== ACTIVITY ==
Among the lines below, restate word for word only those from the line with "Trace the outline of every instance of the bird's head." through the line with "--target=bird's eye", with both end lines kept.

*** DATA FOR THIS TASK

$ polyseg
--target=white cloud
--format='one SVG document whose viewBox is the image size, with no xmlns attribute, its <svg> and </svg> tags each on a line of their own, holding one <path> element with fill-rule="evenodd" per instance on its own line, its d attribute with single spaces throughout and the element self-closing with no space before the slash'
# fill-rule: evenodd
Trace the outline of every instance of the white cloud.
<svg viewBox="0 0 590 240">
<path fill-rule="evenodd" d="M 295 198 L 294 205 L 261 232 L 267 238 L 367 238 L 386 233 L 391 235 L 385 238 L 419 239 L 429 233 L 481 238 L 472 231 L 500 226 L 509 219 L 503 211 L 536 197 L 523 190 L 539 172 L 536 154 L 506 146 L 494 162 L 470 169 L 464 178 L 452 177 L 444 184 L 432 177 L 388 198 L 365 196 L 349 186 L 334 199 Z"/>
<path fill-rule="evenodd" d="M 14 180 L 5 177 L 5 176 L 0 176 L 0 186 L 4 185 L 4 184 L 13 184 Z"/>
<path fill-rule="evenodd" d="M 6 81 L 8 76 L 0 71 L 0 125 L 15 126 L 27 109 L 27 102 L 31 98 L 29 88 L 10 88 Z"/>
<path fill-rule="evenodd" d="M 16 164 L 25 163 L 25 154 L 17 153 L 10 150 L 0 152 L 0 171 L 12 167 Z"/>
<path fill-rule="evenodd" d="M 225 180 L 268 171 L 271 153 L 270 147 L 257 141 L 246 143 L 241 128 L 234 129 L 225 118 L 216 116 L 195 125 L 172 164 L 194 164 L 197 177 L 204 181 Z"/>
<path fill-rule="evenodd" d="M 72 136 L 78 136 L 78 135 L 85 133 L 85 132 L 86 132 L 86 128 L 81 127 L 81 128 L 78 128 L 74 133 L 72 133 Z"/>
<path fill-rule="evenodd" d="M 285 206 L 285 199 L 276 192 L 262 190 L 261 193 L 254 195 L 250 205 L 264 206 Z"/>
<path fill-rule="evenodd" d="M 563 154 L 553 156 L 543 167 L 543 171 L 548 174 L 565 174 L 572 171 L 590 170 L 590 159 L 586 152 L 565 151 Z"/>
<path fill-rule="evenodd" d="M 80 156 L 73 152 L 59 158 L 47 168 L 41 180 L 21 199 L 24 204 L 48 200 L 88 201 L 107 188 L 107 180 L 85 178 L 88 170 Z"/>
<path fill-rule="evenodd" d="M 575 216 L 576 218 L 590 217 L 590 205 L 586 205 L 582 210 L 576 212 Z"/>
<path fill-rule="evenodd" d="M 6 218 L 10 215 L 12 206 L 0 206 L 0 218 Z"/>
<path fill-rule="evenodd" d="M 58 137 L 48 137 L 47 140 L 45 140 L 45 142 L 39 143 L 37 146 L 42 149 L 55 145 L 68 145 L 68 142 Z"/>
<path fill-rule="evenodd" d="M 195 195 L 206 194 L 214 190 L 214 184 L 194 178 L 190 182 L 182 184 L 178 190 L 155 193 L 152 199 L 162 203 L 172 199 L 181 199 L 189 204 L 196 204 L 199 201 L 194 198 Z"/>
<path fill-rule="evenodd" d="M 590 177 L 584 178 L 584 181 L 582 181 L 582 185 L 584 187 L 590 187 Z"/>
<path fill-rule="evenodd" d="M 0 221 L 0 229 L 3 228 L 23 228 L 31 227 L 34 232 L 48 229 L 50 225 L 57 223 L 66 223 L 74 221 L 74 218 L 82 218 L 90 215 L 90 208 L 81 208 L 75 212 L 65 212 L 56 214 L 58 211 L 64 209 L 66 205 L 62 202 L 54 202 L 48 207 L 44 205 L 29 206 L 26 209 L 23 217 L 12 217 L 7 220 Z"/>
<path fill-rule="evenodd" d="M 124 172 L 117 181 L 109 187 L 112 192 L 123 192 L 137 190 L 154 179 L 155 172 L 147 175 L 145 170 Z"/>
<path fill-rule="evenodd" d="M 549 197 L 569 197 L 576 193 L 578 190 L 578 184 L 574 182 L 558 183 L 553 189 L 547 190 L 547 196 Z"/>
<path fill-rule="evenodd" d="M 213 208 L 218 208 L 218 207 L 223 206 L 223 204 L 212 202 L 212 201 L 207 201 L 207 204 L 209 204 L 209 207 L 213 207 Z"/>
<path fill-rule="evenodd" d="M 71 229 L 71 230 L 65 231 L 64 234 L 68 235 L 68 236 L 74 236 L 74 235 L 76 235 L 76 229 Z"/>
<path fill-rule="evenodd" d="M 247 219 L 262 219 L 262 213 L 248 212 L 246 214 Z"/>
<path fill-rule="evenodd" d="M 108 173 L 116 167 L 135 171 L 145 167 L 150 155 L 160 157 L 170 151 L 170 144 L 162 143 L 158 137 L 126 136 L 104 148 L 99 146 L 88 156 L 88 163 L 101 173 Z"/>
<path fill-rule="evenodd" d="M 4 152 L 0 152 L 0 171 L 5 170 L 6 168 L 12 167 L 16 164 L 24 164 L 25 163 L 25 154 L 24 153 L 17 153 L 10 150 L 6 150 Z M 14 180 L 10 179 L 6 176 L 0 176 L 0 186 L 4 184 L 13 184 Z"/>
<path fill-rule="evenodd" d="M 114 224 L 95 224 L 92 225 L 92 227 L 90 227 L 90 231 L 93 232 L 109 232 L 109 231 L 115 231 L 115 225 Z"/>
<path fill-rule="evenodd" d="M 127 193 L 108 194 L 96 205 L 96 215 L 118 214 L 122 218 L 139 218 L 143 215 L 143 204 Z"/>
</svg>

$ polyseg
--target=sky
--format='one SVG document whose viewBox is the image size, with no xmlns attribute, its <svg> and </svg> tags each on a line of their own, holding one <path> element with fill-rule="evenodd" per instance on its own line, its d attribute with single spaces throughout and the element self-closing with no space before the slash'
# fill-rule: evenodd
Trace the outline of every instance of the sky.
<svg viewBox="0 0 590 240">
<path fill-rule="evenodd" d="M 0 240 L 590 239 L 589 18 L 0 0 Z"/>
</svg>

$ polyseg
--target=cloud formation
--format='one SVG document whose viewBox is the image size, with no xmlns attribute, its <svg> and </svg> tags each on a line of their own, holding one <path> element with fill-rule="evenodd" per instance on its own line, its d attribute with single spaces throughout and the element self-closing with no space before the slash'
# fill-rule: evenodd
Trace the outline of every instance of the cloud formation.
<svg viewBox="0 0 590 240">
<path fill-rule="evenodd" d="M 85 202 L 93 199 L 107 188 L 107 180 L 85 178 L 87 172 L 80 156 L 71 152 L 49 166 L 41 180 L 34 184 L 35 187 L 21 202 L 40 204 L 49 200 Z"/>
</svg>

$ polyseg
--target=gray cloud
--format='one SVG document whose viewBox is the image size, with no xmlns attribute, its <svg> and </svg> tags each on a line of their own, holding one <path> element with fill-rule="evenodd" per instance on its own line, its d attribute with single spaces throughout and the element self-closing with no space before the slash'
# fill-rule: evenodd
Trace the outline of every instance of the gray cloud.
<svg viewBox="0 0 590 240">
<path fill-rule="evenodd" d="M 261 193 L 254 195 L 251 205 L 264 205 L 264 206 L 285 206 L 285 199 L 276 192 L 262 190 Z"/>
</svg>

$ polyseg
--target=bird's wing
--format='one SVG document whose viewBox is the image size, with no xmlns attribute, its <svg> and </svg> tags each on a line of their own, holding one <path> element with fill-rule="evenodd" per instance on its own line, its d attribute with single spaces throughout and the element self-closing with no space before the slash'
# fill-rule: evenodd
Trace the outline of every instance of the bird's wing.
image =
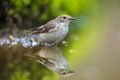
<svg viewBox="0 0 120 80">
<path fill-rule="evenodd" d="M 32 34 L 40 34 L 40 33 L 47 33 L 53 32 L 57 30 L 57 26 L 54 20 L 49 21 L 47 24 L 42 25 L 41 27 L 36 27 L 32 30 Z"/>
<path fill-rule="evenodd" d="M 30 60 L 40 62 L 41 64 L 47 66 L 47 67 L 55 67 L 56 63 L 54 62 L 55 60 L 45 58 L 38 56 L 36 54 L 25 54 L 24 56 L 28 57 Z"/>
<path fill-rule="evenodd" d="M 54 29 L 56 26 L 46 26 L 43 25 L 41 27 L 36 27 L 35 29 L 32 30 L 32 34 L 40 34 L 40 33 L 47 33 L 51 32 L 52 29 Z"/>
</svg>

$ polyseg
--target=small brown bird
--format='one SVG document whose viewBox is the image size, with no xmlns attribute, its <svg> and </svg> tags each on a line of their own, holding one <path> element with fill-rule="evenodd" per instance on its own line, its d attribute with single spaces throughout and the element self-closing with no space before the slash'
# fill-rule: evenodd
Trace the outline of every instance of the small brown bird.
<svg viewBox="0 0 120 80">
<path fill-rule="evenodd" d="M 33 29 L 37 41 L 46 44 L 57 44 L 65 38 L 69 31 L 69 23 L 75 18 L 69 15 L 60 15 L 48 23 Z"/>
</svg>

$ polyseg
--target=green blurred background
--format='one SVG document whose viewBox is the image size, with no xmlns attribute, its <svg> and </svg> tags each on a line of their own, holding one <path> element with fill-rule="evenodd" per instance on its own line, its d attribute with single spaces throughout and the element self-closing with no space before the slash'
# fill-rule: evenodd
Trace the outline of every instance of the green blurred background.
<svg viewBox="0 0 120 80">
<path fill-rule="evenodd" d="M 119 3 L 119 0 L 0 0 L 0 29 L 28 30 L 60 14 L 77 18 L 64 39 L 68 46 L 59 44 L 76 74 L 63 78 L 37 62 L 3 58 L 0 80 L 119 80 Z"/>
</svg>

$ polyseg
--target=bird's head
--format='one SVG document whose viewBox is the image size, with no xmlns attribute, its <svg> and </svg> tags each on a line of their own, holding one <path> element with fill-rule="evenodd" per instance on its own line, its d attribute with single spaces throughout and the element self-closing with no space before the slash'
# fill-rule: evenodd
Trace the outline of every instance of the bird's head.
<svg viewBox="0 0 120 80">
<path fill-rule="evenodd" d="M 63 77 L 75 74 L 75 72 L 71 71 L 70 69 L 59 69 L 57 73 Z"/>
<path fill-rule="evenodd" d="M 75 18 L 69 16 L 69 15 L 60 15 L 56 18 L 60 23 L 69 23 L 71 22 L 72 20 L 75 20 Z"/>
</svg>

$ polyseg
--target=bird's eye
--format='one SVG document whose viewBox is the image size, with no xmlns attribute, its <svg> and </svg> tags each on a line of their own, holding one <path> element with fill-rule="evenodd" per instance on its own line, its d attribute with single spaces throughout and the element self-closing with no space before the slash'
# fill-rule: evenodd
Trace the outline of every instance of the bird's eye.
<svg viewBox="0 0 120 80">
<path fill-rule="evenodd" d="M 63 17 L 63 19 L 66 19 L 66 18 L 67 18 L 66 16 Z"/>
<path fill-rule="evenodd" d="M 62 72 L 63 75 L 66 75 L 67 73 L 66 72 Z"/>
</svg>

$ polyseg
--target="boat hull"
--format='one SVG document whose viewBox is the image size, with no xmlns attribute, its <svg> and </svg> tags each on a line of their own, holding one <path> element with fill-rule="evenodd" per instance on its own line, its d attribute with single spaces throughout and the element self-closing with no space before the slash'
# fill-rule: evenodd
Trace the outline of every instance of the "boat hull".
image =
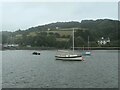
<svg viewBox="0 0 120 90">
<path fill-rule="evenodd" d="M 67 61 L 83 61 L 82 56 L 73 56 L 73 57 L 60 57 L 56 56 L 56 60 L 67 60 Z"/>
<path fill-rule="evenodd" d="M 91 52 L 85 52 L 85 55 L 91 55 Z"/>
<path fill-rule="evenodd" d="M 90 56 L 91 52 L 83 52 L 82 55 L 88 55 L 88 56 Z"/>
</svg>

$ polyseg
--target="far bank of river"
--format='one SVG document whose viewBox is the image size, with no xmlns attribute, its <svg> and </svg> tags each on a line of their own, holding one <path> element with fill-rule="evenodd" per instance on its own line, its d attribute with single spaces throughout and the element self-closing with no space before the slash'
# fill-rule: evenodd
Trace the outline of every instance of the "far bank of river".
<svg viewBox="0 0 120 90">
<path fill-rule="evenodd" d="M 55 48 L 55 47 L 5 47 L 0 48 L 0 50 L 57 50 L 65 48 Z M 72 49 L 72 48 L 71 48 Z M 120 50 L 120 47 L 75 47 L 75 50 Z"/>
</svg>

******

== WRITTEN RESPONSE ==
Trace the outline of every instance of the bird's head.
<svg viewBox="0 0 120 80">
<path fill-rule="evenodd" d="M 63 77 L 75 74 L 75 72 L 71 71 L 70 69 L 59 69 L 57 73 Z"/>
<path fill-rule="evenodd" d="M 75 18 L 69 16 L 69 15 L 60 15 L 56 18 L 60 23 L 69 23 L 71 22 L 72 20 L 75 20 Z"/>
</svg>

$ polyseg
--target=bird's eye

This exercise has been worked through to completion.